──────── DOCUMENT PASSAGE ────────

THOMASIAN alumni and invited artists captured the beauty of women and nature in the third installment of “Color More, Stress Less,” a coloring exhibit that opened last April 12 at the UST Museum.

Themed “Serial Kolorista,” the exhibit features the works of 32 colorists, including museum director Fr. Isidro Abaño, O.P.

“Coloring brings peace and joy to a person’s life. We should never stop doing things that help de-stress us,” Abaño said in his welcome remarks.

Abaño’s work, titled “Celestial Beauty,” shows five colorful drawings of angels. “I enjoy the richness of silence when I am into a concentration of coloring,” its caption read.

Adult coloring books have become a trend especially among people seeking to relieve stress. Aficionados said they could meditate while enjoying the repetitive action of the hands while coloring.

──────── GIVEN ENTRIES ────────

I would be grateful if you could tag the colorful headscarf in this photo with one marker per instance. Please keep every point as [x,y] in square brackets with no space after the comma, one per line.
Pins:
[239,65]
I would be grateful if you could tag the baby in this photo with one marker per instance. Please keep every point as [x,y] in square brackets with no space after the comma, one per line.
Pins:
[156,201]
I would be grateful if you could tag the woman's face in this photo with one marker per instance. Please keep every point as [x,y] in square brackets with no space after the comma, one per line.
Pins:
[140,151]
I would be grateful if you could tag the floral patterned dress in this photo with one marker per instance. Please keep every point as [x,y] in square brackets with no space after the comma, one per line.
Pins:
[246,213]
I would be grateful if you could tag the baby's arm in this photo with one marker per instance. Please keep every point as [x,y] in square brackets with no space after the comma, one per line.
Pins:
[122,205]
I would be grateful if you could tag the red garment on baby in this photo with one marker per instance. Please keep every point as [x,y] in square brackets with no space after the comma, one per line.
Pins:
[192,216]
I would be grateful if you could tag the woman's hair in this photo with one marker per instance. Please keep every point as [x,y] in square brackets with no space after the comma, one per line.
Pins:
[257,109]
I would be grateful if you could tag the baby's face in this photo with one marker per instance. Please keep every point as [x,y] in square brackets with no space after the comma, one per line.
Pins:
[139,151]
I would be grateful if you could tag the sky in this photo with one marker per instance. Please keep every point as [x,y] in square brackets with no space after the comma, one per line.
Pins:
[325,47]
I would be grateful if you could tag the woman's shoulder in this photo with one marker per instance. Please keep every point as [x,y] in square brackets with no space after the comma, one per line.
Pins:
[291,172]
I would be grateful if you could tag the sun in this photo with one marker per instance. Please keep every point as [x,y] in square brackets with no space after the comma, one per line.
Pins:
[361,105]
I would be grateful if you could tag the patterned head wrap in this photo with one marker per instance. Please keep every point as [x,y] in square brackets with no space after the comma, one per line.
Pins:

────────

**ACTIVITY**:
Continue the article about the "Color More, Stress Less" coloring exhibit at the UST Museum, starting after its last sentence.

**RESULT**:
“Coloring is my escape from life’s everyday stresses,” said Yvonne Marie Chua-Banks in “Flowers.”

Luisa Luningning Santos, in “Cool-Lay Fish-Da,” said “Coloring is a great therapy from my stress and a relief knowing I survived brain surgery.”

In “Women of Color,” Dahlia Mia Alaras said: “In the everyday grind of life, coloring has been a welcome breather, which helps me recharge myself and keeps me ready to face and embrace the challenges that ‘adulting’ brings.”

Other colored illustrations depicted religious icons and Philippine pride.

“Color More, Stress Less” runs until May 11.